*Objective*
Write out exactly the lines running from the line that includes "Where can the blurred background" to the end of the data, both ends included, and nothing besides.

*Entries shown*
◆ ◆ ◆ ◆ ◆ ◆ ◆
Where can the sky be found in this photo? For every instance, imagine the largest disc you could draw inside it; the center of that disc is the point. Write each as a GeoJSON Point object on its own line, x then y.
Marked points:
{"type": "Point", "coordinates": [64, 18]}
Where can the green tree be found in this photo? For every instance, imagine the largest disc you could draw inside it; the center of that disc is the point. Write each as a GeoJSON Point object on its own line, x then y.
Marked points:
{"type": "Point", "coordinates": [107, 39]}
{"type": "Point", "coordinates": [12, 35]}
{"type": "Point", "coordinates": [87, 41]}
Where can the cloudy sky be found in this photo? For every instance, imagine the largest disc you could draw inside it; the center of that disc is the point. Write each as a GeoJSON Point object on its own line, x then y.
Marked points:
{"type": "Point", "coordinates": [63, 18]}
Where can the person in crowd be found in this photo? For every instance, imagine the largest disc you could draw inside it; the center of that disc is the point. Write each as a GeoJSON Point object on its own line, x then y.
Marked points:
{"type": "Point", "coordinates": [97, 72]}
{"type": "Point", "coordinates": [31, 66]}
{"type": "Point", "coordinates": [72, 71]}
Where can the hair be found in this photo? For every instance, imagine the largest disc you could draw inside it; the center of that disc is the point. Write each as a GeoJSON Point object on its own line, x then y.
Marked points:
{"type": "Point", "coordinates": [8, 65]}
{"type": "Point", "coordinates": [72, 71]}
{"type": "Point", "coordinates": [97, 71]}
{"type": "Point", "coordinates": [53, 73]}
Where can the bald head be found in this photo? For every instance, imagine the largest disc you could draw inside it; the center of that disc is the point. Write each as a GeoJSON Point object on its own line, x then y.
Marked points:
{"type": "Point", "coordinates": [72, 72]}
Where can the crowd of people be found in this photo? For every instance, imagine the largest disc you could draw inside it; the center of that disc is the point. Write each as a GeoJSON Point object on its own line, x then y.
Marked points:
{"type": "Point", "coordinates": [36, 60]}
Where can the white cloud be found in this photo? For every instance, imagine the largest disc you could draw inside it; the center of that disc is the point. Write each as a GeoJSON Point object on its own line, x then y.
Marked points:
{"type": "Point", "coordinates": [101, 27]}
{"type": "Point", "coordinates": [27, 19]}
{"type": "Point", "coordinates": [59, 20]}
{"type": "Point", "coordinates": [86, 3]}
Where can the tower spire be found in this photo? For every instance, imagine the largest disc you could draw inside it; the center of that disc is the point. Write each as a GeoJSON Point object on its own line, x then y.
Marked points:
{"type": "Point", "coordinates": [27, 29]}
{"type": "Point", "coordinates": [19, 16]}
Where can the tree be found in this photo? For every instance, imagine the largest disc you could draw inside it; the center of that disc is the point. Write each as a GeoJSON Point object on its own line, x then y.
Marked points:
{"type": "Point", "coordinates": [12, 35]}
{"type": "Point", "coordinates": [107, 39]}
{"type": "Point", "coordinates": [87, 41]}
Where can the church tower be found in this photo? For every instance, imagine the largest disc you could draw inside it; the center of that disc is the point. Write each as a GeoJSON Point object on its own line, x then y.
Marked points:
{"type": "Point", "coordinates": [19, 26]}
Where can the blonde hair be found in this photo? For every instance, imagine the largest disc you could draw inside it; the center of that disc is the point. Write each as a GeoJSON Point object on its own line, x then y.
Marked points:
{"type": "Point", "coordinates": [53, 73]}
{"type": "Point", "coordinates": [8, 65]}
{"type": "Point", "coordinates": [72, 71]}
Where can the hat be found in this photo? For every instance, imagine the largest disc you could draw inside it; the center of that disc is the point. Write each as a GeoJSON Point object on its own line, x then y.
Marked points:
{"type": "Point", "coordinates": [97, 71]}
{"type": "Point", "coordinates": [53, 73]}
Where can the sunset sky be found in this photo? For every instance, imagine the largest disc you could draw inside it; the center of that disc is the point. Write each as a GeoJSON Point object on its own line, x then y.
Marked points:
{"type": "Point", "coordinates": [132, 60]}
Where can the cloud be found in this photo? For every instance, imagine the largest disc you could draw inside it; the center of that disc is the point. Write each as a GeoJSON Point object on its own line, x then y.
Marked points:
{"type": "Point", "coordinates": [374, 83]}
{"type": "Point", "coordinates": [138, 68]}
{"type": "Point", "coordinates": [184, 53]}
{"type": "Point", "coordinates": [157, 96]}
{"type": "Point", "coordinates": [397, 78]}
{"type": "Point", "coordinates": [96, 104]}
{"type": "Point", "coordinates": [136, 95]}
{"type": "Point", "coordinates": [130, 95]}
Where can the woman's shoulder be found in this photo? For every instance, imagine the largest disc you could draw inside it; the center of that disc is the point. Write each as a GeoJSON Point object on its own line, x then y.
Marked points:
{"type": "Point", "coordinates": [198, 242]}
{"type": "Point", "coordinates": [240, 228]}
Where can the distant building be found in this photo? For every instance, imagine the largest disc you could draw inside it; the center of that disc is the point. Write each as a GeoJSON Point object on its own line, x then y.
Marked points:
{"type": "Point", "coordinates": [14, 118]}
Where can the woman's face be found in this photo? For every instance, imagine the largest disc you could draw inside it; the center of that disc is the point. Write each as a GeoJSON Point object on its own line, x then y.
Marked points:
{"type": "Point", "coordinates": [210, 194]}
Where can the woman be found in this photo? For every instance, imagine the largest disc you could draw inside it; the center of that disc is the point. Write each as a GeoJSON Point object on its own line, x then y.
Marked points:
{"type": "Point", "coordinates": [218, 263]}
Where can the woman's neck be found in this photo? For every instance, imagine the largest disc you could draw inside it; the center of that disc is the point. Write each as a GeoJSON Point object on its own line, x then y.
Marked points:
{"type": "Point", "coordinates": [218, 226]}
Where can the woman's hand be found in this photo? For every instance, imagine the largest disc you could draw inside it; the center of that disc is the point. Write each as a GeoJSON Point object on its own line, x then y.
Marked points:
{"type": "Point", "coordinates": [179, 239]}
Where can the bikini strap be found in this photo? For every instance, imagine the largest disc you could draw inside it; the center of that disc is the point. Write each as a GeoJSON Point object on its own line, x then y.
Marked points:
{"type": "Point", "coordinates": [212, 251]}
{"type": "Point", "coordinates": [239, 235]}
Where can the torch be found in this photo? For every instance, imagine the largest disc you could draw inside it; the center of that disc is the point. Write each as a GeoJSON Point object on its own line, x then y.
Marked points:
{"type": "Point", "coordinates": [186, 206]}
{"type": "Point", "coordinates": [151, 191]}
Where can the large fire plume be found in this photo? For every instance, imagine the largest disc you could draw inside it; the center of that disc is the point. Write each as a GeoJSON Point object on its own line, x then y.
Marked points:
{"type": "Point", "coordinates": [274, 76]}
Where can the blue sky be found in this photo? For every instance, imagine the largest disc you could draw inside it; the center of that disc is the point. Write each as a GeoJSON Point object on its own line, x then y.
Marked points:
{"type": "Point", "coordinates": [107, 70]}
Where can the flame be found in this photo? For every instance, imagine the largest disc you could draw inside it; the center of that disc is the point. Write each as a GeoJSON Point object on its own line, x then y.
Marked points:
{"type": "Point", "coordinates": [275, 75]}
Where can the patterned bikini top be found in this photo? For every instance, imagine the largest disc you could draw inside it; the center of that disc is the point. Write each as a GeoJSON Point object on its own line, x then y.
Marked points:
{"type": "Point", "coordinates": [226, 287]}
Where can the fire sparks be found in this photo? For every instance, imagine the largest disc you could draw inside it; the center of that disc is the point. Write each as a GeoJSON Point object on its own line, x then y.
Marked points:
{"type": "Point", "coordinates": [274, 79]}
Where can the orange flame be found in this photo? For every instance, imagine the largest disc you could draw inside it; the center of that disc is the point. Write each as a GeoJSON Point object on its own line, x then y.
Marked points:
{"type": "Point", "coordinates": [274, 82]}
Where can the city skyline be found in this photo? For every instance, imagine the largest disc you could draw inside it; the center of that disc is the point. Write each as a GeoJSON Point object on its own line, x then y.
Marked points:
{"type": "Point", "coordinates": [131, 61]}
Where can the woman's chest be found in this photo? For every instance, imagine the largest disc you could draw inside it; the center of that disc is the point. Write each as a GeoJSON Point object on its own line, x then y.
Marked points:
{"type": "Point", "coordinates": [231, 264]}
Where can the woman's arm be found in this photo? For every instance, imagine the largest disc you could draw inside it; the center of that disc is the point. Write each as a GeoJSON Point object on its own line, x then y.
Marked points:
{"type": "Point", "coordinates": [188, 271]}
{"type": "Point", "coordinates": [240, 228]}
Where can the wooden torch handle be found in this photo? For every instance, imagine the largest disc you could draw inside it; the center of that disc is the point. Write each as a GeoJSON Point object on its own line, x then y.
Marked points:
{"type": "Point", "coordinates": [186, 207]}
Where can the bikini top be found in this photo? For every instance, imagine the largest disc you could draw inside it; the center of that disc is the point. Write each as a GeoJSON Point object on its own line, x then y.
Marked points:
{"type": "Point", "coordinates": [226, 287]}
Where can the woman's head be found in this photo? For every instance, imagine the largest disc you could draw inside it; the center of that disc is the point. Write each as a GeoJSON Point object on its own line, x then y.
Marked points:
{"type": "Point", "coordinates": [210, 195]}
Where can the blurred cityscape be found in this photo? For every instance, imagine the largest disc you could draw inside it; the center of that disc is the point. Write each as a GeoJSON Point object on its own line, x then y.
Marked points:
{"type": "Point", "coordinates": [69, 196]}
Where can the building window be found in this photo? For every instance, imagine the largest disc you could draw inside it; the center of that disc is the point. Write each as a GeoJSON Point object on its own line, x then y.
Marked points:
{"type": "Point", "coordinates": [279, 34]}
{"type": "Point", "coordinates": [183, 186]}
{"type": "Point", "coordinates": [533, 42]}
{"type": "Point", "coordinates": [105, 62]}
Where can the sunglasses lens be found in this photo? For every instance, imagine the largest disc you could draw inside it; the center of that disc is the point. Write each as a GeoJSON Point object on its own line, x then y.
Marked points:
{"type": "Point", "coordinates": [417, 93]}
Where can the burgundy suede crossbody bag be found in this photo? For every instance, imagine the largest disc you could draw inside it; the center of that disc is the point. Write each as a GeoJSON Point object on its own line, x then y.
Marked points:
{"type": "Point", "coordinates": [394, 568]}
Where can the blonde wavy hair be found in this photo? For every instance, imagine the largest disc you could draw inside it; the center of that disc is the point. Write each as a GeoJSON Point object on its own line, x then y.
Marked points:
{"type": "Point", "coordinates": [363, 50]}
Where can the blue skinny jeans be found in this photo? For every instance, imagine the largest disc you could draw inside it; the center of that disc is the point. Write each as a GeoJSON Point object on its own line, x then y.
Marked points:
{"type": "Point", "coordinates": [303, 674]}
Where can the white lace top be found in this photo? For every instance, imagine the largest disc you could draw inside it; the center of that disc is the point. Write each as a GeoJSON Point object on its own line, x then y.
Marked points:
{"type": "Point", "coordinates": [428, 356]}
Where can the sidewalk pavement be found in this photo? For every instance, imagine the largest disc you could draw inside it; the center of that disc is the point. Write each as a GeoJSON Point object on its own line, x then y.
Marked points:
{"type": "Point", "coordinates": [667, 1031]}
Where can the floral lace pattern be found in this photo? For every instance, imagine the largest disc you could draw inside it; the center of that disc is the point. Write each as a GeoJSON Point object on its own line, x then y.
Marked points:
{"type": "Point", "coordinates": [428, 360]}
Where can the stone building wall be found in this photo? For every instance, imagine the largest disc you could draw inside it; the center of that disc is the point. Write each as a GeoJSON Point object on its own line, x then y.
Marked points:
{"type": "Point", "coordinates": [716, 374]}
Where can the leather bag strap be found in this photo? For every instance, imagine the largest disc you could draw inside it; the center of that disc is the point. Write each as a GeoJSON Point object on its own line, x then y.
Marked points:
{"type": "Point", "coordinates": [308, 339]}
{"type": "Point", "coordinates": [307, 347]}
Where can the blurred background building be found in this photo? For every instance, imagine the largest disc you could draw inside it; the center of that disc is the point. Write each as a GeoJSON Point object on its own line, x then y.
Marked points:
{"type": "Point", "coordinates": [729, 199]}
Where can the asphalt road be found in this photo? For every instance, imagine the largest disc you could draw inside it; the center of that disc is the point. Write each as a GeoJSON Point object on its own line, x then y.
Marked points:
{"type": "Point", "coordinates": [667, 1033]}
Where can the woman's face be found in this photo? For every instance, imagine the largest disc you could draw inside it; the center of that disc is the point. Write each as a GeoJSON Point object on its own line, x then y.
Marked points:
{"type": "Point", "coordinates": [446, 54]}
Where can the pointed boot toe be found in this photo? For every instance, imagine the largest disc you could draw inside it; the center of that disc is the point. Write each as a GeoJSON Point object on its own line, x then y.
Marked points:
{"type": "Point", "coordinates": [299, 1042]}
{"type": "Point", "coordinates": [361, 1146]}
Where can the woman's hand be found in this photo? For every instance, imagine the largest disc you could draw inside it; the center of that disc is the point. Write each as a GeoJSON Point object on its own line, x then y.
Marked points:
◆ ◆ ◆ ◆ ◆ ◆ ◆
*Expected answer*
Where can the blurred background building be found in this photo? For every instance, imagine the largest disc you could draw inside it; the center of that disc is the point. Write each as a GeoJSON Point object on its own line, x then y.
Marked points:
{"type": "Point", "coordinates": [729, 199]}
Where can the asphalt road be found in this photo? For every instance, imagine the largest disc you could draw inside it; the center of that disc is the point. Write each as a GeoJSON Point object on its own line, x then y.
Marked points:
{"type": "Point", "coordinates": [667, 1033]}
Where can the woman's face be found in this photo? For every instance, imagine the largest disc you could draw inside it; the center of that disc is the point. Write each as a GeoJSON Point object on its own line, x then y.
Marked points:
{"type": "Point", "coordinates": [446, 54]}
Where can the pointed boot toe be found in this photo? For every instance, imagine the largest disc you could draw inside it; the center of that disc is the point. Write each as a GeoJSON Point object on its own line, x then y.
Marked points:
{"type": "Point", "coordinates": [299, 1042]}
{"type": "Point", "coordinates": [361, 1146]}
Where can the woman's hand be found in this photo? For every instance, imagine the largest disc you could draw inside it; the center of that disc is the point. Write each as a GeoJSON Point object on its own line, x then y.
Marked points:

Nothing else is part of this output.